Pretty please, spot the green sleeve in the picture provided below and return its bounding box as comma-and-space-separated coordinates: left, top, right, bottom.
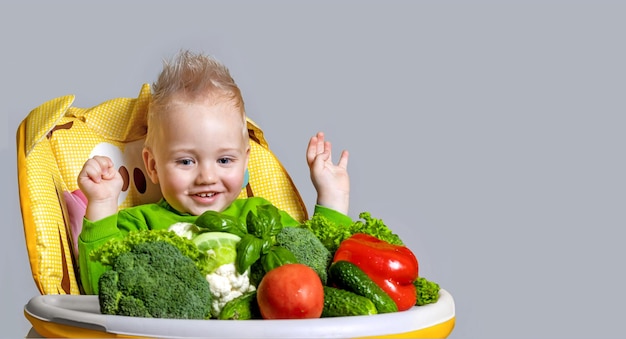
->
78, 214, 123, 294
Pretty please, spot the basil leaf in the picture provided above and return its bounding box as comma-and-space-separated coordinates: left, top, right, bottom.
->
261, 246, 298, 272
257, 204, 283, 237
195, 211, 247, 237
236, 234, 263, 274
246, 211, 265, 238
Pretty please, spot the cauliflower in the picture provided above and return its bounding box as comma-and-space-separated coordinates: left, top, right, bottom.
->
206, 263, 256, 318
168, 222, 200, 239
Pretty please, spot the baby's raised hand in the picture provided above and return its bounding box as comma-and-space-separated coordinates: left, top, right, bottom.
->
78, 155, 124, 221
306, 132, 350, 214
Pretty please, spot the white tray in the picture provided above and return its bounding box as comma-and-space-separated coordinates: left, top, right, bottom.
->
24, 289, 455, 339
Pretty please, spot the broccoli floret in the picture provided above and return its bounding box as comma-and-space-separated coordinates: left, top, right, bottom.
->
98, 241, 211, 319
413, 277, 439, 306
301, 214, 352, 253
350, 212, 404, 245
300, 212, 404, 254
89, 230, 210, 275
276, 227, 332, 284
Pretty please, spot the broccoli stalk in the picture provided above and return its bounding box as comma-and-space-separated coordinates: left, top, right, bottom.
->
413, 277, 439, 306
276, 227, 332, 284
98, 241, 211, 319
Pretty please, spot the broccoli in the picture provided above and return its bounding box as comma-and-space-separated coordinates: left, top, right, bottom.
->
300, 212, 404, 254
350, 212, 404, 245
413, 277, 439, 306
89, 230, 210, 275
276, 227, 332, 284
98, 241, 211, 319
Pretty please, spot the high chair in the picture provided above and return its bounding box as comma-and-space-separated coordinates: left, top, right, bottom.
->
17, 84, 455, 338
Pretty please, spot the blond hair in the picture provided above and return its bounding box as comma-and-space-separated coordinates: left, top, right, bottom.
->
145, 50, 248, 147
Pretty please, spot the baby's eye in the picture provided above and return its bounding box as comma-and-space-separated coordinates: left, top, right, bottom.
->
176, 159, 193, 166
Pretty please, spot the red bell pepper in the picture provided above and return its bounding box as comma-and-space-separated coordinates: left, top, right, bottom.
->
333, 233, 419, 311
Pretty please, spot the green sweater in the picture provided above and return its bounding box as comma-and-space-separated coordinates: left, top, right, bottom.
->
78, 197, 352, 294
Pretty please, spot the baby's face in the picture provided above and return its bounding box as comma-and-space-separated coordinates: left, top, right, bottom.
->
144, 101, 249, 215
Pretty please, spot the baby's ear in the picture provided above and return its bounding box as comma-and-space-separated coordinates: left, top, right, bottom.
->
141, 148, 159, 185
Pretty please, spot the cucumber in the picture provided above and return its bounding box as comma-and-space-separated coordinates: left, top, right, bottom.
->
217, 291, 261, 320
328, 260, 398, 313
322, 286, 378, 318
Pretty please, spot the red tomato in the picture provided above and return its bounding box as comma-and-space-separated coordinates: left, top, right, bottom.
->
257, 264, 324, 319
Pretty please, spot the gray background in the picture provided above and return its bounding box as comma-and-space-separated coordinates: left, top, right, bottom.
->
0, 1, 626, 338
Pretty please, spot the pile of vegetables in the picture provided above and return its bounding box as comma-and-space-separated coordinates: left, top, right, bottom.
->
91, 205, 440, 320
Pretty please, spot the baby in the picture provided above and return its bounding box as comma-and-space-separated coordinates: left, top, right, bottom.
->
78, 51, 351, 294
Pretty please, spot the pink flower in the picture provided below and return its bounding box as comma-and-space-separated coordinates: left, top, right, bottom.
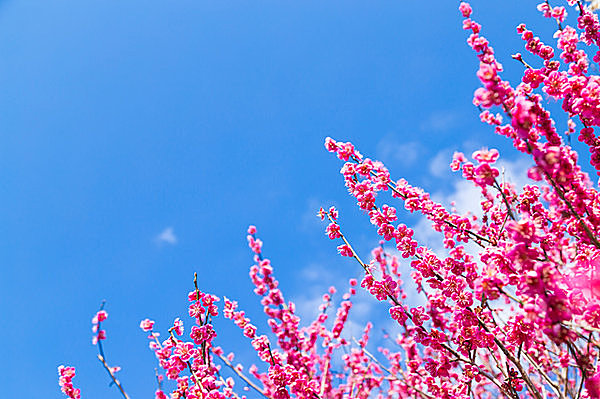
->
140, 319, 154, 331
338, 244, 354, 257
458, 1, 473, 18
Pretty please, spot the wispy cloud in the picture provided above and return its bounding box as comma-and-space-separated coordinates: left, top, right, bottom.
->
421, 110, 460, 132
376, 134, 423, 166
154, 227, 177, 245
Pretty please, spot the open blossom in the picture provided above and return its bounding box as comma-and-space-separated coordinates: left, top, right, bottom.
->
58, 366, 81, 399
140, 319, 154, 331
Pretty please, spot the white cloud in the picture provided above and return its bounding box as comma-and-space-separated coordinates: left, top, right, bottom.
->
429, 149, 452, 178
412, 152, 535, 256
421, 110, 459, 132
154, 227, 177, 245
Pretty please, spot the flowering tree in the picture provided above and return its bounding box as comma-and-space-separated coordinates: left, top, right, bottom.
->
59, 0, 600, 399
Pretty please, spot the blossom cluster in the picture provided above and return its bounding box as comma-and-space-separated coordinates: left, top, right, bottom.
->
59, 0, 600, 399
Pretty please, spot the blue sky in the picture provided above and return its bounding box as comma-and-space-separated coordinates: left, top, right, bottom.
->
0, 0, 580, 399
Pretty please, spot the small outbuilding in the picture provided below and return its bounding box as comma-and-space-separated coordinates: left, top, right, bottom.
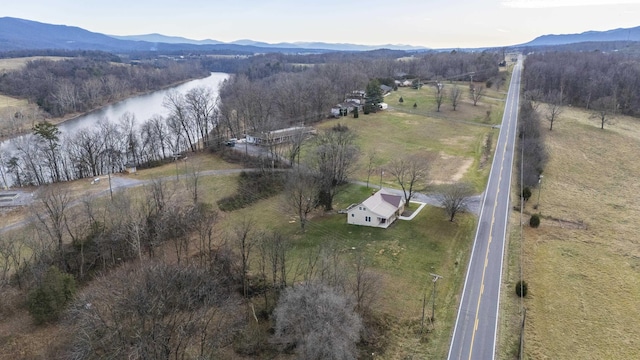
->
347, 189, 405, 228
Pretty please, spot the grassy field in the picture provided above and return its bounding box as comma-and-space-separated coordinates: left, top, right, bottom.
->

◆ **Directions for this task**: Recast every line of the records above as a Markdown table with the columns "Row" and "Content": number the rows in order, skip blank lines, and leave out the pictures.

◆ **Final answer**:
| Row | Content |
|---|---|
| 1 | Pretty please, spot the green sleeve in the picture provided below and return its bounding box as comma-and-space-separated coordinates: left, top, right, bottom. |
| 2 | -> |
| 3 | 78, 214, 123, 294 |
| 4 | Pretty please, spot the basil leaf in the picture provided above and return its bounding box as comma-and-space-separated coordinates: left, top, right, bottom. |
| 5 | -> |
| 6 | 261, 246, 298, 272 |
| 7 | 257, 204, 283, 237 |
| 8 | 195, 211, 247, 237 |
| 9 | 236, 234, 263, 274 |
| 10 | 246, 211, 265, 238 |
| 11 | Pretty please, spot the cauliflower in the picture provided above and return its bounding box as comma-and-space-separated coordinates: left, top, right, bottom. |
| 12 | -> |
| 13 | 206, 263, 256, 318 |
| 14 | 168, 222, 200, 239 |
| 15 | Pretty please, spot the baby's raised hand in the picture provided above and return its bounding box as comma-and-space-separated coordinates: left, top, right, bottom. |
| 16 | -> |
| 17 | 78, 155, 124, 221 |
| 18 | 306, 132, 350, 214 |
| 19 | Pretty please, spot the white tray in the picture provided above and return its bounding box as comma-and-space-separated coordinates: left, top, right, bottom. |
| 20 | -> |
| 21 | 24, 289, 455, 339 |
| 22 | Pretty please, spot the broccoli floret in the picture provided above and return its bounding box as comma-and-space-separated coordinates: left, top, right, bottom. |
| 23 | -> |
| 24 | 98, 241, 211, 319 |
| 25 | 413, 277, 439, 306 |
| 26 | 301, 214, 352, 253 |
| 27 | 350, 212, 404, 245 |
| 28 | 300, 212, 404, 254 |
| 29 | 89, 230, 210, 275 |
| 30 | 276, 227, 332, 284 |
| 31 | Pretty please, spot the broccoli stalk in the picture provided above and return its bounding box as comma-and-space-separated coordinates: left, top, right, bottom. |
| 32 | -> |
| 33 | 413, 277, 439, 306 |
| 34 | 276, 227, 332, 284 |
| 35 | 98, 241, 211, 319 |
| 36 | Pretty please, spot the broccoli in the picture provided above and return its bounding box as comma-and-space-separated coordinates: left, top, right, bottom. |
| 37 | -> |
| 38 | 300, 212, 404, 254 |
| 39 | 350, 212, 404, 245 |
| 40 | 413, 277, 439, 306 |
| 41 | 89, 230, 210, 275 |
| 42 | 276, 227, 332, 284 |
| 43 | 98, 241, 211, 319 |
| 44 | Pretty please, spot the high chair in the picture provided above and return its bounding box as comma-and-space-separated coordinates: left, top, right, bottom. |
| 45 | -> |
| 46 | 17, 84, 455, 338 |
| 47 | Pretty please, spot the blond hair in the picture provided above and return its bounding box as comma-and-space-separated coordinates: left, top, right, bottom. |
| 48 | -> |
| 49 | 145, 50, 248, 147 |
| 50 | Pretty please, spot the baby's eye in the picture provided above and return its bounding box as comma-and-space-separated coordinates: left, top, right, bottom. |
| 51 | -> |
| 52 | 176, 159, 193, 166 |
| 53 | Pretty please, spot the red bell pepper in the picture provided above and return its bounding box as comma-and-space-separated coordinates: left, top, right, bottom. |
| 54 | -> |
| 55 | 333, 233, 419, 311 |
| 56 | Pretty please, spot the green sweater in the picture provided above and return its bounding box as comma-and-space-separated coordinates: left, top, right, bottom. |
| 57 | -> |
| 58 | 78, 197, 352, 294 |
| 59 | Pretty please, spot the baby's face in the picture provided above and return its bounding box as comma-and-space-separated coordinates: left, top, right, bottom. |
| 60 | -> |
| 61 | 144, 101, 249, 215 |
| 62 | Pretty please, spot the baby's ear in the picture provided above and return its bounding box as comma-and-space-separated coordinates: left, top, right, bottom. |
| 63 | -> |
| 64 | 141, 148, 159, 185 |
| 65 | Pretty please, spot the cucumber in the picture provided above and return its bounding box as comma-and-space-separated coordinates: left, top, right, bottom. |
| 66 | -> |
| 67 | 217, 291, 261, 320 |
| 68 | 328, 260, 398, 313 |
| 69 | 322, 286, 378, 318 |
| 70 | Pretty please, spot the red tomato in the picture provided above and return its bounding box as comma-and-space-separated coordinates: left, top, right, bottom. |
| 71 | -> |
| 72 | 257, 264, 324, 319 |
| 73 | Pretty please, spot the gray background in the picture provided above and return its bounding box as comma-and-space-separated coordinates: left, top, right, bottom. |
| 74 | -> |
| 75 | 0, 1, 626, 338 |
| 76 | Pretty please, spot the pile of vegetables in the picture provided above and return its bounding box as comma-and-space-separated coordinates: left, top, right, bottom. |
| 77 | -> |
| 78 | 91, 205, 440, 320 |
| 79 | Pretty please, spot the baby in the picture provided above and return its bounding box as comma-and-space-separated coordinates: left, top, right, bottom. |
| 80 | -> |
| 81 | 78, 51, 351, 294 |
| 82 | Pretty please, spot the pink flower in the picture provided below and return its bounding box as comma-and-space-separated coordinates: left, top, right, bottom. |
| 83 | -> |
| 84 | 140, 319, 154, 331 |
| 85 | 338, 244, 354, 257 |
| 86 | 458, 1, 473, 18 |
| 87 | Pretty please, spot the wispy cloud in the picture provided above and return its bounding box as comma-and-space-separated coordinates: left, top, right, bottom. |
| 88 | -> |
| 89 | 421, 110, 460, 132 |
| 90 | 376, 134, 423, 166 |
| 91 | 154, 227, 177, 245 |
| 92 | Pretty please, spot the open blossom in the picture provided above and return its bounding box as comma-and-space-separated coordinates: left, top, right, bottom. |
| 93 | -> |
| 94 | 58, 366, 81, 399 |
| 95 | 140, 319, 154, 331 |
| 96 | Pretty please, spot the white cloud in the picture provided above and return its bounding box as comma-and-space-separated coordinates: left, top, right, bottom. |
| 97 | -> |
| 98 | 429, 149, 452, 178 |
| 99 | 412, 152, 535, 256 |
| 100 | 421, 110, 459, 132 |
| 101 | 154, 227, 177, 245 |
| 102 | Pretty please, spot the flowering tree in the picture provided above and return its bounding box as comma-and-space-separated coordinates: left, top, right, bottom. |
| 103 | -> |
| 104 | 59, 0, 600, 399 |
| 105 | Pretty please, spot the blossom cluster in the picture provided above and return its bounding box as comma-and-space-separated coordinates: left, top, right, bottom. |
| 106 | -> |
| 107 | 59, 0, 600, 399 |
| 108 | Pretty please, spot the blue sky in the picture provided above and return its bounding box as comma-and-space-separated coordinates: left, top, right, bottom. |
| 109 | -> |
| 110 | 0, 0, 580, 399 |
| 111 | Pretty please, spot the small outbuilding in the picture provided below and return its bounding box as comma-and-space-separated coordinates: left, top, right, bottom. |
| 112 | -> |
| 113 | 347, 189, 405, 228 |
| 114 | Pretty please, spot the grassy field in the picture provided above and return its bounding box as comma-and-space-separated coordinates: left, top, right, bottom. |
| 115 | -> |